Task requirements: Give every line of the entries below as a numbered list, leaving out blank lines. Omit the pictures from your answer.

Record excerpts:
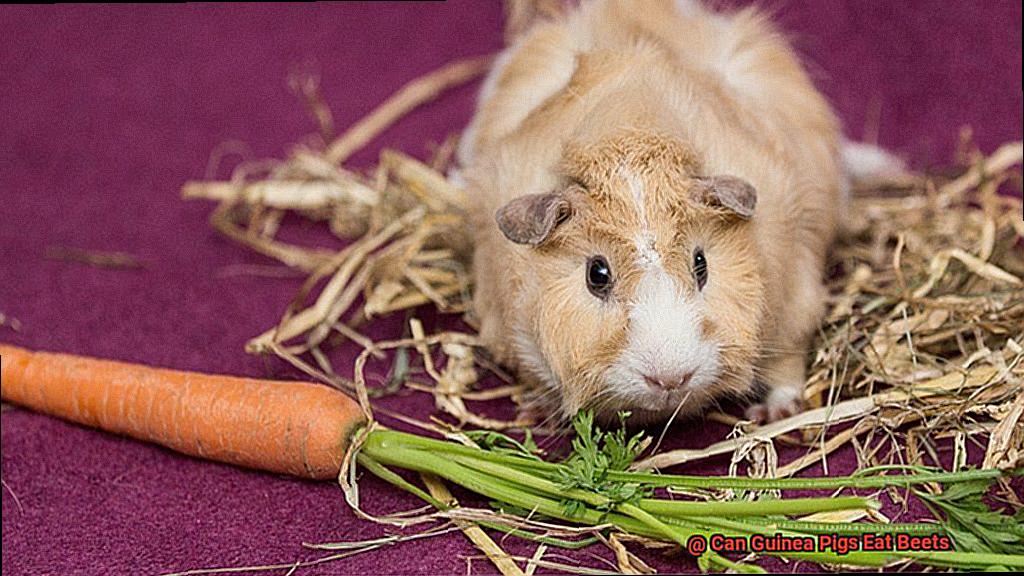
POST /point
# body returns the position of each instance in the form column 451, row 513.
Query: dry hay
column 923, row 341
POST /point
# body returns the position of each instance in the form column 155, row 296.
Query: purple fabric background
column 107, row 111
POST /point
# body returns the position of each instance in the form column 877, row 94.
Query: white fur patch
column 866, row 163
column 664, row 341
column 647, row 254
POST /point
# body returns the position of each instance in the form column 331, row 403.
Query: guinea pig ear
column 529, row 219
column 736, row 195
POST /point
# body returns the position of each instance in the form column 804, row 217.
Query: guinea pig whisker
column 672, row 418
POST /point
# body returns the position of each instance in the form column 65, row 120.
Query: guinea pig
column 654, row 188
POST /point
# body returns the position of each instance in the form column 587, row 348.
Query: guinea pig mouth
column 650, row 405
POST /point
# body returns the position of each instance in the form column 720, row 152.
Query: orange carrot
column 298, row 428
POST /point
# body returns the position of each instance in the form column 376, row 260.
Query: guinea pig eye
column 699, row 268
column 599, row 277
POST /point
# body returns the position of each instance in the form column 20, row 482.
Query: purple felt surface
column 107, row 111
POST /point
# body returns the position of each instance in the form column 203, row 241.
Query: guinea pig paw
column 780, row 403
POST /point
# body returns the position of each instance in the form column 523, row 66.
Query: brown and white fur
column 643, row 130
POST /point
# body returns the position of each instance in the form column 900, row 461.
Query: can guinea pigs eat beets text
column 654, row 188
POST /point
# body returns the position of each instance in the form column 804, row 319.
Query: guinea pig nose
column 668, row 381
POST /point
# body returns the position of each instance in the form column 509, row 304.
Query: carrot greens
column 594, row 487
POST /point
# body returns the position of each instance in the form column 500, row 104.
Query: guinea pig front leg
column 783, row 376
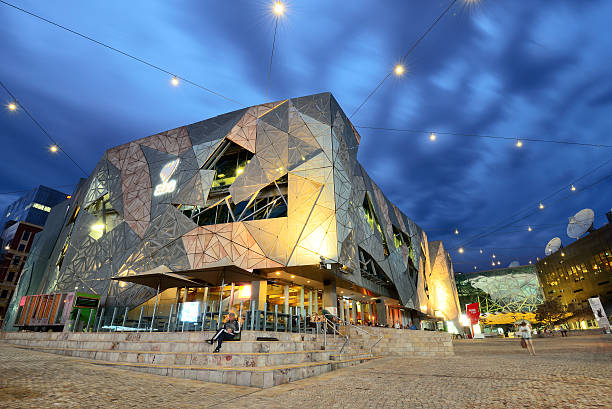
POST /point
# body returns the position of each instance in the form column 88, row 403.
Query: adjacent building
column 267, row 205
column 505, row 295
column 21, row 221
column 578, row 271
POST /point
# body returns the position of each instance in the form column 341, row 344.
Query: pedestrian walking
column 231, row 328
column 525, row 333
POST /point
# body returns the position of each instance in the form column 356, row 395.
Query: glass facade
column 34, row 206
column 510, row 291
column 581, row 270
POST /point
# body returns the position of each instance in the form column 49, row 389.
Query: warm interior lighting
column 244, row 292
column 278, row 8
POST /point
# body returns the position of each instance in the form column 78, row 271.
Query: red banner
column 473, row 312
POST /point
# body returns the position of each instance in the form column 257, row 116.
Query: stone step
column 207, row 359
column 171, row 346
column 259, row 377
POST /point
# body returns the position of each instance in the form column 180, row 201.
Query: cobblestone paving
column 574, row 372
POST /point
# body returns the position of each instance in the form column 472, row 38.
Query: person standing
column 231, row 328
column 525, row 333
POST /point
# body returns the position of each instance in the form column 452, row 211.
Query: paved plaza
column 573, row 372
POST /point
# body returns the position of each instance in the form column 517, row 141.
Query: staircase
column 248, row 362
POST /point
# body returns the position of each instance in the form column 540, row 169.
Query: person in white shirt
column 525, row 333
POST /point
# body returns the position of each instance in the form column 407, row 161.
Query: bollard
column 140, row 317
column 124, row 318
column 113, row 318
column 100, row 320
column 89, row 320
column 204, row 315
column 170, row 317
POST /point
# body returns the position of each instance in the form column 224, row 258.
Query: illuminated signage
column 190, row 311
column 167, row 185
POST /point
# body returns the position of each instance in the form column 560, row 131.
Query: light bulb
column 278, row 8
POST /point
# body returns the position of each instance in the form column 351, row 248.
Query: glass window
column 372, row 220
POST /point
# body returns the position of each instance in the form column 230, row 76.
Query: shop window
column 270, row 203
column 372, row 220
column 107, row 217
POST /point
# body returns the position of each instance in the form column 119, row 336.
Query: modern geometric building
column 21, row 221
column 505, row 295
column 269, row 198
column 578, row 271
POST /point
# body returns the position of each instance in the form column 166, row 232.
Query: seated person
column 231, row 328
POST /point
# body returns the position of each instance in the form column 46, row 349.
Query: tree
column 550, row 312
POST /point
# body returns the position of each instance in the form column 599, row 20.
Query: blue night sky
column 530, row 69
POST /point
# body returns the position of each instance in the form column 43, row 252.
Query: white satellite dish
column 552, row 246
column 580, row 223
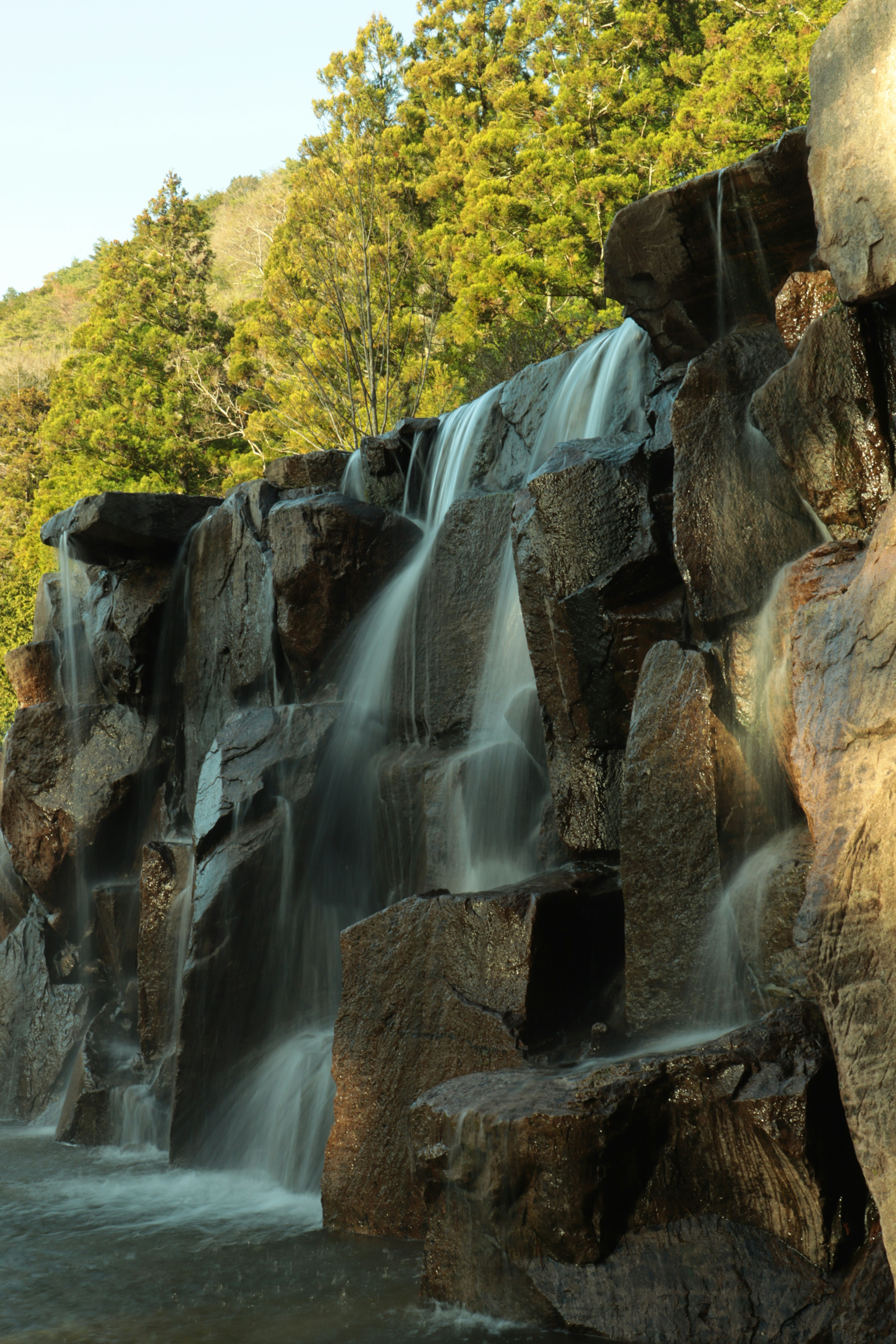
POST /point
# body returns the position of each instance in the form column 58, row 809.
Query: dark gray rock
column 303, row 471
column 441, row 986
column 820, row 414
column 41, row 1023
column 65, row 776
column 330, row 557
column 738, row 517
column 660, row 252
column 852, row 126
column 682, row 1197
column 117, row 526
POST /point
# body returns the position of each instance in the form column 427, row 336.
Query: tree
column 144, row 396
column 343, row 342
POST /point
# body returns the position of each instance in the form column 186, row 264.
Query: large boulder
column 852, row 128
column 844, row 761
column 232, row 647
column 820, row 414
column 738, row 517
column 683, row 1197
column 686, row 777
column 757, row 217
column 442, row 986
column 41, row 1022
column 330, row 557
column 119, row 526
column 590, row 558
column 68, row 773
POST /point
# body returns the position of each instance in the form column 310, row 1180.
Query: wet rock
column 33, row 672
column 330, row 557
column 65, row 776
column 852, row 126
column 232, row 651
column 166, row 882
column 656, row 256
column 819, row 413
column 304, row 471
column 123, row 615
column 686, row 784
column 635, row 1199
column 805, row 296
column 444, row 986
column 738, row 517
column 844, row 759
column 117, row 526
column 588, row 552
column 41, row 1023
column 453, row 617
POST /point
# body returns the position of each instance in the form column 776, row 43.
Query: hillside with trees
column 442, row 229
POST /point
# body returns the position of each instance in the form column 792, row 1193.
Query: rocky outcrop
column 589, row 553
column 632, row 1201
column 852, row 127
column 659, row 252
column 33, row 672
column 820, row 414
column 66, row 775
column 308, row 471
column 442, row 986
column 738, row 517
column 330, row 557
column 41, row 1022
column 117, row 526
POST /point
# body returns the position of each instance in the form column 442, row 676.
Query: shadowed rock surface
column 851, row 135
column 738, row 517
column 442, row 986
column 117, row 526
column 820, row 416
column 633, row 1199
column 659, row 252
column 330, row 556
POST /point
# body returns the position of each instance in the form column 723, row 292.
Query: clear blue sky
column 100, row 99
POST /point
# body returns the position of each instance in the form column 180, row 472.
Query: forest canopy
column 444, row 228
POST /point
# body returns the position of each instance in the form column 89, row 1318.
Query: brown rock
column 844, row 759
column 632, row 1201
column 804, row 296
column 41, row 1023
column 330, row 556
column 64, row 777
column 819, row 413
column 33, row 672
column 438, row 987
column 737, row 514
column 659, row 257
column 166, row 881
column 305, row 471
column 851, row 134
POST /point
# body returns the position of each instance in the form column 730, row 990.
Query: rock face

Task result:
1. POST /point
2. # body returns the position of each instance in the form column 451, row 513.
3. Query: dry hay
4. column 923, row 341
5. POST /point
6. # body returns the position of each instance in the form column 155, row 296.
7. Query: purple fabric background
8. column 107, row 111
9. POST /point
10. # body returns the position of each instance in the form column 877, row 94.
11. Query: white fur patch
12. column 866, row 163
13. column 664, row 341
14. column 647, row 254
15. POST /point
16. # body returns the position of each instance in the form column 331, row 403.
17. Query: guinea pig ear
18. column 529, row 219
19. column 736, row 195
20. POST /point
21. # body returns the position of each instance in the form column 804, row 217.
22. Query: guinea pig whisker
23. column 672, row 418
24. POST /point
25. # body returns the position of each instance in the form column 65, row 120.
26. Query: guinea pig
27. column 654, row 188
28. POST /point
29. # body returns the position of each instance in the form column 587, row 348.
30. Query: guinea pig mouth
31. column 650, row 405
32. POST /point
33. # body returns the position of each instance in the form column 720, row 152.
34. Query: orange carrot
35. column 298, row 428
36. POST /point
37. # body returns the position of each instance in the form column 376, row 260.
38. Query: guinea pig eye
39. column 699, row 268
40. column 599, row 277
41. POST /point
42. # body returns the position of each instance in the form column 20, row 482.
43. Query: purple felt surface
44. column 107, row 111
45. POST /point
46. # body returns the position of each instance in the form column 203, row 241.
47. Query: guinea pig paw
48. column 780, row 403
49. POST /point
50. # body returns the position of each instance in the form column 523, row 66.
51. Query: brown and white fur
52. column 643, row 130
53. POST /point
54. # body returns the position of each instance in the form column 900, row 461.
55. Query: can guinea pigs eat beets text
56. column 654, row 188
57. POST /point
58. # body returns the position of each instance in the form column 804, row 319.
59. Query: guinea pig nose
60. column 668, row 381
61. POST /point
62. # body returns the position of each instance in the form column 509, row 304.
63. Query: carrot greens
64. column 594, row 487
65. POST /point
66. # body returns the position of each instance in the form column 500, row 104.
67. Query: guinea pig front leg
68. column 783, row 376
69. POST /point
70. # body returns the position of each instance in the form column 88, row 403.
71. Query: adjacent building
72. column 267, row 205
73. column 505, row 295
74. column 21, row 221
75. column 578, row 271
76. POST /point
77. # body returns the position of each instance in the form column 341, row 344.
78. Query: pedestrian walking
79. column 231, row 328
80. column 525, row 333
81. POST /point
82. # body returns the position of each instance in the form column 356, row 395.
83. Query: glass facade
84. column 34, row 206
85. column 510, row 291
86. column 581, row 270
87. POST /point
88. # body returns the position of each instance in the form column 49, row 389.
89. Query: warm interior lighting
90. column 244, row 292
91. column 278, row 8
92. POST /point
93. # body returns the position of each instance in the form column 78, row 271.
94. Query: red banner
95. column 473, row 312
96. POST /point
97. # body returns the position of each instance in the form column 257, row 116.
98. Query: stone step
99. column 207, row 359
100. column 171, row 346
101. column 259, row 377
102. POST /point
103. # body returns the position of each instance in the form column 180, row 201.
104. Query: cobblestone paving
105. column 574, row 372
106. POST /point
107. # body returns the position of each instance in the form column 472, row 38.
108. Query: person standing
109. column 231, row 328
110. column 525, row 333
111. POST /point
112. # body returns the position of each instance in the form column 452, row 211.
113. Query: paved plaza
114. column 573, row 372
115. POST /point
116. # body returns the position of each instance in the form column 517, row 141.
117. Query: staircase
118. column 248, row 362
119. POST /point
120. # body returns the position of each instance in the form column 540, row 169.
121. Query: person in white shirt
122. column 525, row 333
123. POST /point
124. # body returns the position of each instance in the form column 407, row 161.
125. Query: bollard
126. column 140, row 317
127. column 124, row 318
128. column 113, row 318
129. column 100, row 320
130. column 89, row 320
131. column 204, row 315
132. column 170, row 317
133. POST /point
134. # body returns the position of each instance in the form column 224, row 258.
135. Query: illuminated signage
136. column 190, row 311
137. column 167, row 185
138. POST /point
139. # body returns the position of each instance in the form column 560, row 131.
140. Query: light bulb
141. column 278, row 8
142. POST /point
143. # body returns the position of each instance in the form column 351, row 248.
144. Query: glass window
145. column 372, row 220
146. POST /point
147. # body returns the position of each instance in the form column 230, row 76.
148. Query: shop window
149. column 270, row 203
150. column 372, row 220
151. column 107, row 217
152. POST /point
153. # body returns the position of each instance in the form column 119, row 336.
154. Query: modern geometric building
155. column 21, row 221
156. column 505, row 295
157. column 269, row 198
158. column 578, row 271
159. POST /point
160. # body returns the position of each instance in the form column 166, row 232.
161. Query: seated person
162. column 231, row 328
163. POST /point
164. # body returns the position of each instance in the form column 46, row 349.
165. Query: tree
166. column 550, row 312
167. POST /point
168. # body returns the position of each instance in the form column 599, row 20.
169. Query: blue night sky
170. column 530, row 69
171. POST /point
172. # body returns the position of each instance in the form column 43, row 252.
173. Query: white satellite dish
174. column 552, row 246
175. column 580, row 223
176. POST /point
177. # body returns the position of each instance in the form column 58, row 809.
178. Query: dark gray rock
179. column 303, row 471
180. column 441, row 986
181. column 820, row 414
182. column 41, row 1023
183. column 65, row 776
184. column 330, row 557
185. column 738, row 517
186. column 660, row 252
187. column 852, row 126
188. column 682, row 1197
189. column 117, row 526
190. POST /point
191. # body returns the position of each instance in the form column 427, row 336.
192. Query: tree
193. column 144, row 396
194. column 343, row 342
195. POST /point
196. # body returns the position of each instance in the form column 186, row 264.
197. Query: large boulder
198. column 852, row 128
199. column 844, row 761
200. column 232, row 647
201. column 820, row 414
202. column 738, row 517
203. column 683, row 1197
204. column 686, row 777
205. column 757, row 217
206. column 442, row 986
207. column 41, row 1022
208. column 330, row 557
209. column 119, row 526
210. column 590, row 558
211. column 68, row 773
212. POST /point
213. # body returns the position of each instance in the form column 310, row 1180.
214. Query: wet rock
215. column 33, row 672
216. column 330, row 557
217. column 65, row 776
218. column 852, row 126
219. column 232, row 651
220. column 166, row 882
221. column 656, row 256
222. column 819, row 413
223. column 304, row 471
224. column 123, row 615
225. column 686, row 784
226. column 635, row 1199
227. column 805, row 296
228. column 444, row 986
229. column 738, row 517
230. column 844, row 759
231. column 117, row 526
232. column 588, row 552
233. column 41, row 1023
234. column 453, row 617
235. POST /point
236. # body returns the position of each instance in the form column 776, row 43.
237. Query: hillside with trees
238. column 442, row 229
239. POST /point
240. # body returns the position of each instance in the form column 792, row 1193.
241. Query: rocky outcrop
242. column 589, row 553
243. column 632, row 1201
244. column 852, row 127
245. column 659, row 252
246. column 33, row 672
247. column 820, row 414
248. column 66, row 775
249. column 308, row 471
250. column 442, row 986
251. column 738, row 517
252. column 330, row 557
253. column 41, row 1022
254. column 117, row 526
255. POST /point
256. # body returns the position of each instance in the form column 442, row 676.
257. Query: shadowed rock surface
258. column 851, row 135
259. column 738, row 517
260. column 442, row 986
261. column 117, row 526
262. column 820, row 416
263. column 633, row 1199
264. column 659, row 252
265. column 330, row 556
266. POST /point
267. # body returns the position of each instance in the form column 723, row 292.
268. Query: clear blue sky
269. column 100, row 99
270. POST /point
271. # body returns the position of each instance in the form column 180, row 472.
272. Query: forest canopy
273. column 444, row 228
274. POST /point
275. # body returns the position of each instance in the form column 89, row 1318.
276. Query: brown rock
277. column 844, row 759
278. column 632, row 1201
279. column 804, row 296
280. column 41, row 1023
281. column 330, row 556
282. column 64, row 777
283. column 819, row 413
284. column 33, row 672
285. column 438, row 987
286. column 737, row 514
287. column 659, row 257
288. column 166, row 881
289. column 305, row 471
290. column 851, row 134
291. POST /point
292. # body returns the position of each instance in the form column 730, row 990.
293. Query: rock face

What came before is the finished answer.